*WHAT IS NEEDED*:
Can you print all of the rows below word for word, leaving out the pictures?
════
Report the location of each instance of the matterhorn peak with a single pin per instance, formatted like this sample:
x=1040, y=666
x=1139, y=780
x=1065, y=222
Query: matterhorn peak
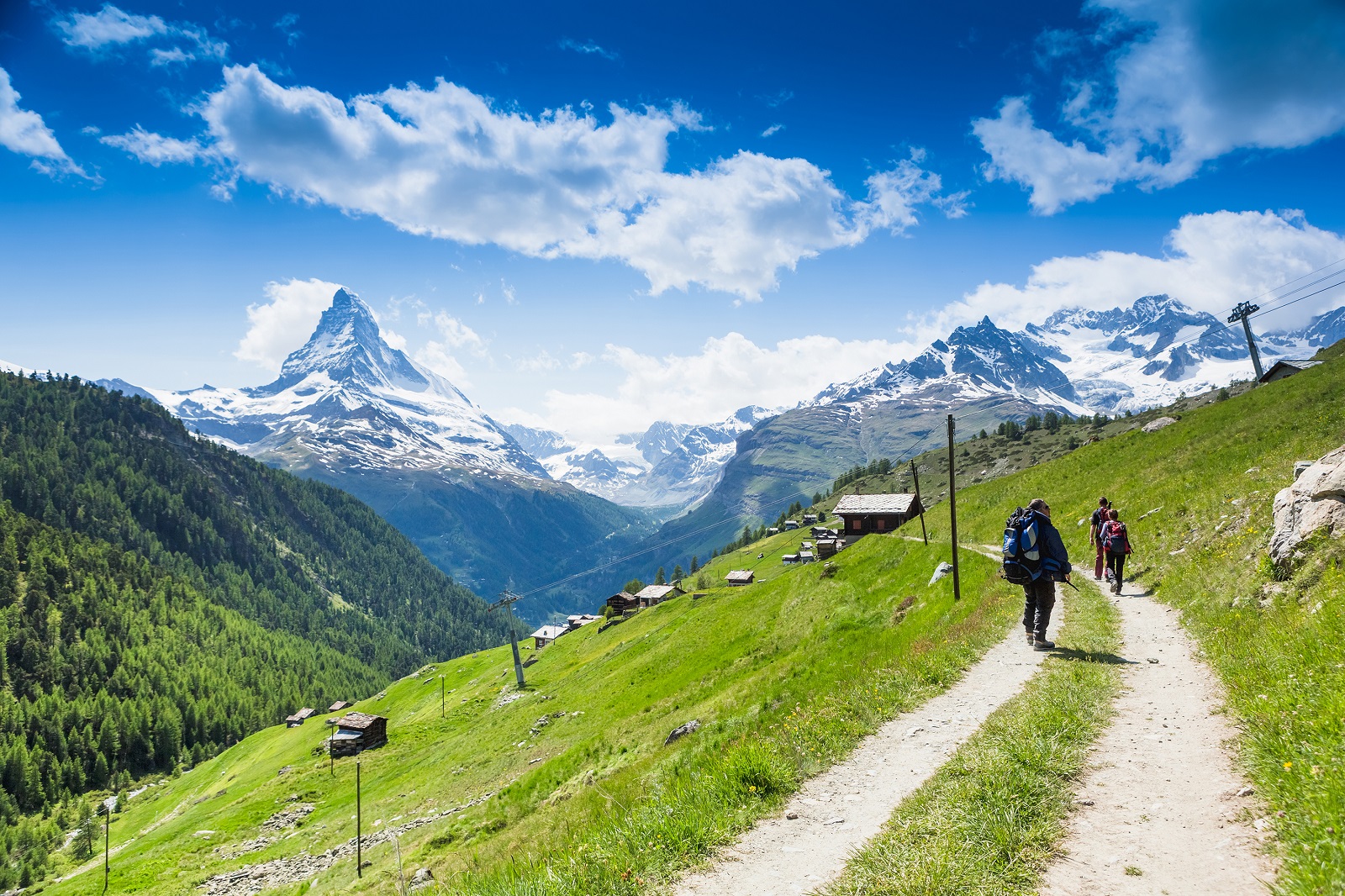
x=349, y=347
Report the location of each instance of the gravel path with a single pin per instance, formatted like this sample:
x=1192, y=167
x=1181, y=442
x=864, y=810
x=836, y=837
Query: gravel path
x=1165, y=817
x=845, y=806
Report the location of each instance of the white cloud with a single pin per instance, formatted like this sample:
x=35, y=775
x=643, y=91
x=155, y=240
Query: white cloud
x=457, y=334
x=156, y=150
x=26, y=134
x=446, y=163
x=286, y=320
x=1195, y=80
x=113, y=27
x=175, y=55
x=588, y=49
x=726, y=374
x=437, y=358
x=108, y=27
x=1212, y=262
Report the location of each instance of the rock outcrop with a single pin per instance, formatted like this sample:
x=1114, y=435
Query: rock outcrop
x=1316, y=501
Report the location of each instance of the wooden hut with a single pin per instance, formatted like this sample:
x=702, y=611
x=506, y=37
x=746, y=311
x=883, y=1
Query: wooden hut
════
*WRITTEN SOLUTION*:
Report the location of each instance of the matterhorn peak with a single pin per instance, formatted like this sample:
x=1040, y=666
x=1139, y=780
x=1065, y=222
Query: matterhorn peak
x=349, y=347
Report the location of each instance of the gravel path with a single pin per instance, formatted like this sample:
x=1192, y=167
x=1181, y=442
x=864, y=810
x=836, y=837
Query: gravel path
x=1165, y=817
x=845, y=806
Report the location of each instance of the white cloud with a single pin per instance, formatted like this sample:
x=35, y=775
x=643, y=91
x=155, y=240
Query: white cloud
x=457, y=334
x=156, y=150
x=26, y=134
x=446, y=163
x=286, y=320
x=1195, y=80
x=113, y=27
x=175, y=55
x=588, y=49
x=726, y=374
x=437, y=358
x=108, y=27
x=1212, y=262
Report the location of each instance of the rock outcrop with a single pin per instance, formatted like this sample:
x=1114, y=435
Query: rock outcrop
x=1316, y=501
Report the location of each instance of the wooden hut with a single pin per instance, formatted like this sample:
x=702, y=611
x=506, y=37
x=746, y=311
x=883, y=1
Query: wooden hut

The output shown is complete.